**Request**
Please reproduce the rows from the line with "Note: the class marks the gold" to the line with "Note: the class marks the uniform", replacing "pixel coordinates" with "image coordinates" and leaving everything else unchanged.

**Working data**
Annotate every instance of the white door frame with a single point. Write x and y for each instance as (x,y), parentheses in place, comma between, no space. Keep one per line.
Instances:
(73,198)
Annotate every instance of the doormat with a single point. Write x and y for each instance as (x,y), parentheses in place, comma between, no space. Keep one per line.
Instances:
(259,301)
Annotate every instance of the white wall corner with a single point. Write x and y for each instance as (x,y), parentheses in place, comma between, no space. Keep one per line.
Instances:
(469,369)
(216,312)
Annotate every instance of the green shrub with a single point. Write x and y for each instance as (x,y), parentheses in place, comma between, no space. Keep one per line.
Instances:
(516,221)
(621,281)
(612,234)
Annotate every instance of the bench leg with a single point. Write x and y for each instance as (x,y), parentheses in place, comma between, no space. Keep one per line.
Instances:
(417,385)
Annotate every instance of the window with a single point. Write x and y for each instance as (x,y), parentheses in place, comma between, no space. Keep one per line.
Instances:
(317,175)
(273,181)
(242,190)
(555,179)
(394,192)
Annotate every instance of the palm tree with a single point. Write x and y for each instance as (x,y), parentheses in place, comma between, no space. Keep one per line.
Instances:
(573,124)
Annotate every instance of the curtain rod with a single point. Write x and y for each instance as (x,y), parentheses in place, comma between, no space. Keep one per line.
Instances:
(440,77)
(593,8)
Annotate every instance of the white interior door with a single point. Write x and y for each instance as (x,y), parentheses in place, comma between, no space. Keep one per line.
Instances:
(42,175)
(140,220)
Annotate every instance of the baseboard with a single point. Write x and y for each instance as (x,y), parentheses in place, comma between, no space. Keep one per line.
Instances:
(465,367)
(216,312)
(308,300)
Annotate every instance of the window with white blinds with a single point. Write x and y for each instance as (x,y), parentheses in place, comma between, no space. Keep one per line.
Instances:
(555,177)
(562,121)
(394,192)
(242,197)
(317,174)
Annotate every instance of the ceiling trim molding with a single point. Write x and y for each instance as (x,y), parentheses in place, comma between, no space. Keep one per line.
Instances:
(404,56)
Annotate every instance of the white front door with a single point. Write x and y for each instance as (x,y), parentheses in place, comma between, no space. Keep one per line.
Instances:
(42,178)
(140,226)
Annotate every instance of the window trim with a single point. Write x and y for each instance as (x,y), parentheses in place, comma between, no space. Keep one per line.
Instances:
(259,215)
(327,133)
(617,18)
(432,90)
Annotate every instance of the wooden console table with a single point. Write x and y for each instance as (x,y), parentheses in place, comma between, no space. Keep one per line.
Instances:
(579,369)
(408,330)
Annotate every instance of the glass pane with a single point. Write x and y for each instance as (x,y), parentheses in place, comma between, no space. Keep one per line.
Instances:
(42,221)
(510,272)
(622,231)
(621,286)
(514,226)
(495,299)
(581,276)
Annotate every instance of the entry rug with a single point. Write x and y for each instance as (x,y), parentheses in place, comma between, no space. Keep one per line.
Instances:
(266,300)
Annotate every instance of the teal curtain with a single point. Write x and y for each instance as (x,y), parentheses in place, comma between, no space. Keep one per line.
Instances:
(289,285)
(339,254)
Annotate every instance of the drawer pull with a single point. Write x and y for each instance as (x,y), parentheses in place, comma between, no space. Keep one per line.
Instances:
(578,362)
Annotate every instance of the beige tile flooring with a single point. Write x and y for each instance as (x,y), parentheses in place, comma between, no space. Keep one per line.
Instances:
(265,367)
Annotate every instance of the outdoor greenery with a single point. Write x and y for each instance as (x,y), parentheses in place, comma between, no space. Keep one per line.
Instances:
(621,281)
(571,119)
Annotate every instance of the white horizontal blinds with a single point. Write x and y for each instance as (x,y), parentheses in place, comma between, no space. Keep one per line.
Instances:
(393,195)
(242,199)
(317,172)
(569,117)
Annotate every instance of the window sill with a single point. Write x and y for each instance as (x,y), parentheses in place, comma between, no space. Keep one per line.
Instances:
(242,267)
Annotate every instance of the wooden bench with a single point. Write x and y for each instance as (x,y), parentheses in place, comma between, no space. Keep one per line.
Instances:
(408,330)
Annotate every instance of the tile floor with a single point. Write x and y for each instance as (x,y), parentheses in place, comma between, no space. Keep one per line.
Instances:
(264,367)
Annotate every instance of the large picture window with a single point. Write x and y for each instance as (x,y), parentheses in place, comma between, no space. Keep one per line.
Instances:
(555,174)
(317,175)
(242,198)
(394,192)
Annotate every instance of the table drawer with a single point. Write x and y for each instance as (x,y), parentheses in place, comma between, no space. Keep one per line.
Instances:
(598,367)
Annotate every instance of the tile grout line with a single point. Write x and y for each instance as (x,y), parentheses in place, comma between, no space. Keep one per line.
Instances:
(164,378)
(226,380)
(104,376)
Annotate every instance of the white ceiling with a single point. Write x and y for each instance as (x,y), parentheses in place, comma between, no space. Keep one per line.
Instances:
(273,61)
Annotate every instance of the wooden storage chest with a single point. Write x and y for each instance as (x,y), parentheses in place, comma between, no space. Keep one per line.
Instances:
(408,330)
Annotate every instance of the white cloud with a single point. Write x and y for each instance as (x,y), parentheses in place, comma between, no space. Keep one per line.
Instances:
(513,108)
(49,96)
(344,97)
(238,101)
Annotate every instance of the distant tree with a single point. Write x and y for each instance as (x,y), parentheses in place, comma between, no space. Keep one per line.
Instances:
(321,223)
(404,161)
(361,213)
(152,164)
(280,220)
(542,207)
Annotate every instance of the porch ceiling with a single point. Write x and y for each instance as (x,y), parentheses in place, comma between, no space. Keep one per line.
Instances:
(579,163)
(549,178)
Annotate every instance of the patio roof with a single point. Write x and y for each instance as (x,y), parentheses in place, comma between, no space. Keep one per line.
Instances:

...

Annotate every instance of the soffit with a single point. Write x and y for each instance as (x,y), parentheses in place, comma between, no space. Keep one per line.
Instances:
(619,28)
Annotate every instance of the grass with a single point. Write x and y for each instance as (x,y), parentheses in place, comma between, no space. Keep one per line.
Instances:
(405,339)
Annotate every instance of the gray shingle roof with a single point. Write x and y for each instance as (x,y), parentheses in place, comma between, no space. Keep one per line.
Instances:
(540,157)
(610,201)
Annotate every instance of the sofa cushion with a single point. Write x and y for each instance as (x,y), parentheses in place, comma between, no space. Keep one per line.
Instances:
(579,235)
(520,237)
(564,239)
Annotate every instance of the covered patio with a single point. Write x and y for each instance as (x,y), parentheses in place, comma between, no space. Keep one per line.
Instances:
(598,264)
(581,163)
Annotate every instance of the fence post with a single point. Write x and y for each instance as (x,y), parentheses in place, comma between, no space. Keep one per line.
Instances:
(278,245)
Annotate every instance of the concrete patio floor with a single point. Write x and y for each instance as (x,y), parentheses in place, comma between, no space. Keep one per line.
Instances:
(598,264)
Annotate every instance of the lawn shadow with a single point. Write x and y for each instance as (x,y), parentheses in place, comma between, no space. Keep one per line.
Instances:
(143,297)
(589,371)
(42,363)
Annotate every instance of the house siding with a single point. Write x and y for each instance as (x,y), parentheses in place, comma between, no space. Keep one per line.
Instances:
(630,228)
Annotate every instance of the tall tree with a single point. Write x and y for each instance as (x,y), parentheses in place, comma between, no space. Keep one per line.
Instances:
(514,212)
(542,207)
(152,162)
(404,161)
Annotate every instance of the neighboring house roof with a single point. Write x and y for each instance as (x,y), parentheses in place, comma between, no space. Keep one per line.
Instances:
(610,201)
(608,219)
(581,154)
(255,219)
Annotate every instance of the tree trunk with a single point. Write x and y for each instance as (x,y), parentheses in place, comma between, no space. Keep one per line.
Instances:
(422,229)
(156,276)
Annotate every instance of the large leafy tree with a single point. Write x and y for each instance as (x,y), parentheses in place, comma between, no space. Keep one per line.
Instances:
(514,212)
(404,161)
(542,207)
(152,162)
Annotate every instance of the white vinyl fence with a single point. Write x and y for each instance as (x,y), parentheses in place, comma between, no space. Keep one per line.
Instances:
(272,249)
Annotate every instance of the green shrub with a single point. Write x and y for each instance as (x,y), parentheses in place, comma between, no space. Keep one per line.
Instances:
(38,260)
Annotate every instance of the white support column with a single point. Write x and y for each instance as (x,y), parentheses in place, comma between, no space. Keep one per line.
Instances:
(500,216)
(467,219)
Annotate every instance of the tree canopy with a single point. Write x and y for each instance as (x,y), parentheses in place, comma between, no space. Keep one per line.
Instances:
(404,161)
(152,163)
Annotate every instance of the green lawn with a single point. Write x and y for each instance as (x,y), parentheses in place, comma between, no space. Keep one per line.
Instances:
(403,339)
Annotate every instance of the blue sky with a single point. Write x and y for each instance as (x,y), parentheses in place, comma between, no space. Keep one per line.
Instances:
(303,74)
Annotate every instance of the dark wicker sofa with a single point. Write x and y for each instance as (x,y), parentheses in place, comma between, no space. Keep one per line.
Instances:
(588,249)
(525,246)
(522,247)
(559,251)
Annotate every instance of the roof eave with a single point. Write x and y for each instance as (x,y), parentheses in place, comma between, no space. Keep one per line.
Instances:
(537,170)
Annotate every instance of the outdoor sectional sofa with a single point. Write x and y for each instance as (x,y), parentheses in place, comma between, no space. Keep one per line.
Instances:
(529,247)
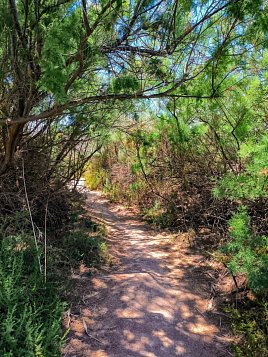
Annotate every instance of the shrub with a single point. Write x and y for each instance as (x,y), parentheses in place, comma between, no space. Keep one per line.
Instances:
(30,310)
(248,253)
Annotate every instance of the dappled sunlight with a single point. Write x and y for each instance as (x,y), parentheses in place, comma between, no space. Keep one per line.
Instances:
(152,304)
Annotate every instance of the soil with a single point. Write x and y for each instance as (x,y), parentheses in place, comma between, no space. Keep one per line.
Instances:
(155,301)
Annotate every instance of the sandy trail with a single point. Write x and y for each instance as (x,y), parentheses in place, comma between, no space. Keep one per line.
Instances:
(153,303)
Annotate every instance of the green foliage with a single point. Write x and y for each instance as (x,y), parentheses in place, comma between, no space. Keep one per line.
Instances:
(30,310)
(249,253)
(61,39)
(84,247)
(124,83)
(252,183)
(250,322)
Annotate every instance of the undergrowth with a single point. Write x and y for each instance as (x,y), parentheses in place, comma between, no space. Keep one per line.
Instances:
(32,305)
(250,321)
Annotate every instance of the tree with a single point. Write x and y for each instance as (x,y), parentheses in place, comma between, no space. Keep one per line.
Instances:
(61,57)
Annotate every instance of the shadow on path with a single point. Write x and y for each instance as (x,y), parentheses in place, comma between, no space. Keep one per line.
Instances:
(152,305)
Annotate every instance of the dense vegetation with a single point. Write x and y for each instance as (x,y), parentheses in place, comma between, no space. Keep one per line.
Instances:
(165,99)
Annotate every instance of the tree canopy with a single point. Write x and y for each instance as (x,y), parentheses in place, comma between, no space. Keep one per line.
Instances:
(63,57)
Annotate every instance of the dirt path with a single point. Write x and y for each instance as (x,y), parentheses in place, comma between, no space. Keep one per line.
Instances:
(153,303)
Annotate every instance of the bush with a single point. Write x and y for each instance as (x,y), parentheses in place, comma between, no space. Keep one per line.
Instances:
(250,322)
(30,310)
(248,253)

...

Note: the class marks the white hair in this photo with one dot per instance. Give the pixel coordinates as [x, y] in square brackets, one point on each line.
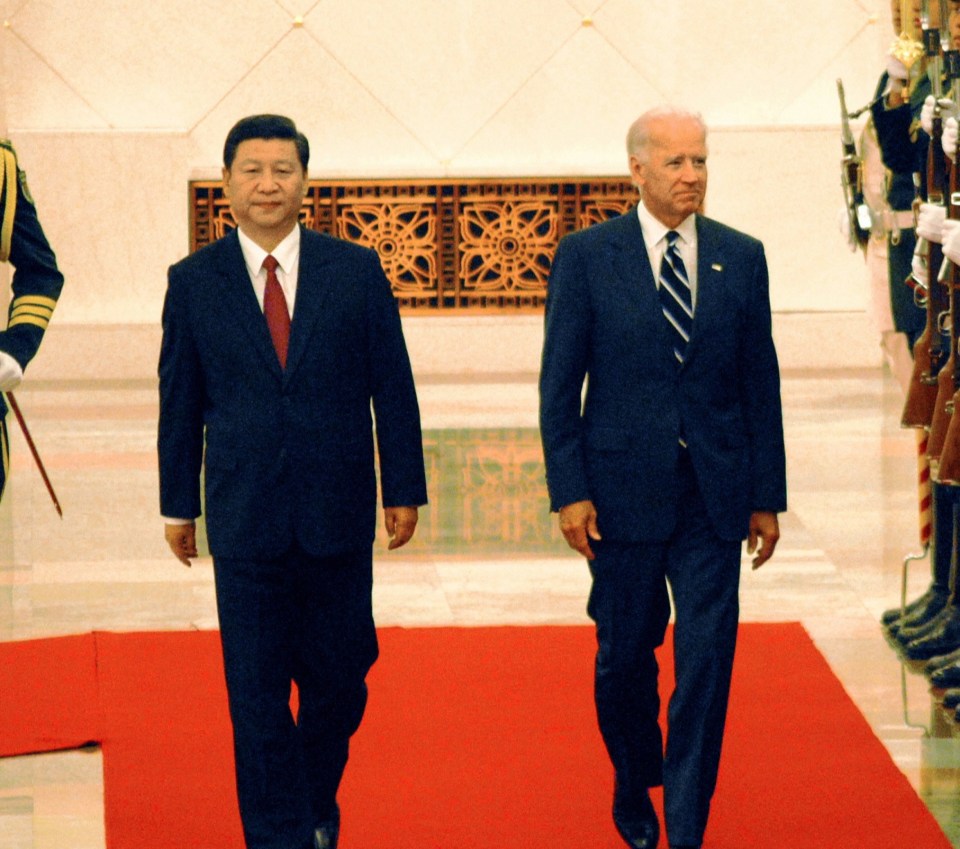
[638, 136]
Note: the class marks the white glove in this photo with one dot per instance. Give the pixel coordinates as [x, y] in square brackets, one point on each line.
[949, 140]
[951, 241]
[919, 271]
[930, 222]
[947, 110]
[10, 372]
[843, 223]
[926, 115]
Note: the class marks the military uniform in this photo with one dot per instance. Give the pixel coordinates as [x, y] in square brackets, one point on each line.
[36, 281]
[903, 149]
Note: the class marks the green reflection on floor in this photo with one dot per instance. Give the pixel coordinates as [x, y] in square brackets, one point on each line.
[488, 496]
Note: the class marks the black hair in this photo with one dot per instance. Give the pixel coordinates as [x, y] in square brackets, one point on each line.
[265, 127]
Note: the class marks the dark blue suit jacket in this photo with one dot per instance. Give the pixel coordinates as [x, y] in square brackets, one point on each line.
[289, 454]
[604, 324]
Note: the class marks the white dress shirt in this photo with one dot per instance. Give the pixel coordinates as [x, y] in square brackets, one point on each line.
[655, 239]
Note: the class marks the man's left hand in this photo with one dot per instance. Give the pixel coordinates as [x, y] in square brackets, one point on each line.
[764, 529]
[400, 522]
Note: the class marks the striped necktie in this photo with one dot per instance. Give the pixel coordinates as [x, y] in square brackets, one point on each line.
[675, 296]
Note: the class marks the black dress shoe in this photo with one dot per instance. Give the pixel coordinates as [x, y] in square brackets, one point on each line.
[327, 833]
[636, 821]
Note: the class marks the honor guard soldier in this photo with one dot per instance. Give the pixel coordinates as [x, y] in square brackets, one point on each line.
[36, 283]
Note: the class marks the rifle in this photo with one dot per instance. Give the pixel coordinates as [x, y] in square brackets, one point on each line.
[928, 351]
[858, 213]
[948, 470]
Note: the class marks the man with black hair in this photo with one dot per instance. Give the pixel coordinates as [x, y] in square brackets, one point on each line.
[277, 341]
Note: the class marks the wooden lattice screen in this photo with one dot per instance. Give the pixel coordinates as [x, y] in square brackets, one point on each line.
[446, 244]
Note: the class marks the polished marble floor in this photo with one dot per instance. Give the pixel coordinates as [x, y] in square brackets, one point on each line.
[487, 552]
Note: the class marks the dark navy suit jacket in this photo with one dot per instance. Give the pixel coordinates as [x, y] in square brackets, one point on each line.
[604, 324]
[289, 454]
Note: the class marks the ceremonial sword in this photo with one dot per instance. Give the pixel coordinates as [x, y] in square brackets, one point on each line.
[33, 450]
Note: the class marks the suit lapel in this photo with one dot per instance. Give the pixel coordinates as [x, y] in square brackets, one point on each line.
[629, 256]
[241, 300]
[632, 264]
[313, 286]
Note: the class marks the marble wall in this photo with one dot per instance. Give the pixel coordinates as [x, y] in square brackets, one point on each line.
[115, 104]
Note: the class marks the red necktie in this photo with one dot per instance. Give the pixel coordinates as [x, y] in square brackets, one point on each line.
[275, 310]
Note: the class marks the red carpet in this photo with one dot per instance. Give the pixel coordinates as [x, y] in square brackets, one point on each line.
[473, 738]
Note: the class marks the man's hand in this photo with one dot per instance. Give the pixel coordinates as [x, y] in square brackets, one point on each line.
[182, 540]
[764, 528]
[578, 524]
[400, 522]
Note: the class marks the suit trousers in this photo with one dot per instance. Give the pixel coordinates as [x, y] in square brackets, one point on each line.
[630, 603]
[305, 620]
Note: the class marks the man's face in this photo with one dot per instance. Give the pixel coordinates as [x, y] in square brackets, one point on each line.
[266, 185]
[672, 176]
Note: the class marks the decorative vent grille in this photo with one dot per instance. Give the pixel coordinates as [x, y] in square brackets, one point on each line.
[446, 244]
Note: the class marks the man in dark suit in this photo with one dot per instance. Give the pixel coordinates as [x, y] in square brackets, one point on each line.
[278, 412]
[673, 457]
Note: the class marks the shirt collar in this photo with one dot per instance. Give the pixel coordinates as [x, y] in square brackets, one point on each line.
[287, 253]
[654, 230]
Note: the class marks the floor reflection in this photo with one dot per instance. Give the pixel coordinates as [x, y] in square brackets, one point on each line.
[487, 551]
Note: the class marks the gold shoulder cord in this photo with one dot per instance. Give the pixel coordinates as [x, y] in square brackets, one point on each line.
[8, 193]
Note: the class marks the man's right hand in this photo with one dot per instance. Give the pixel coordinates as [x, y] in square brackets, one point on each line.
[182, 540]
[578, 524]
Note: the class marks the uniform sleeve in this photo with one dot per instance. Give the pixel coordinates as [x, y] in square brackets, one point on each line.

**The answer**
Note: the class marks the gold shoulder cord in this photo with one dot per instance. Give the image coordinates as [x, y] in square brackets, one point on each line.
[8, 193]
Note: the class marks the man's right hand in this photo with one dot per instance. Give the image coordinates as [x, y] in square brackets, one point on each line.
[182, 540]
[578, 524]
Note: the class marks the uniform sleeve in this photo with one dot per instance. Give the image coordinates as [x, y] in square brackets, one point on each line.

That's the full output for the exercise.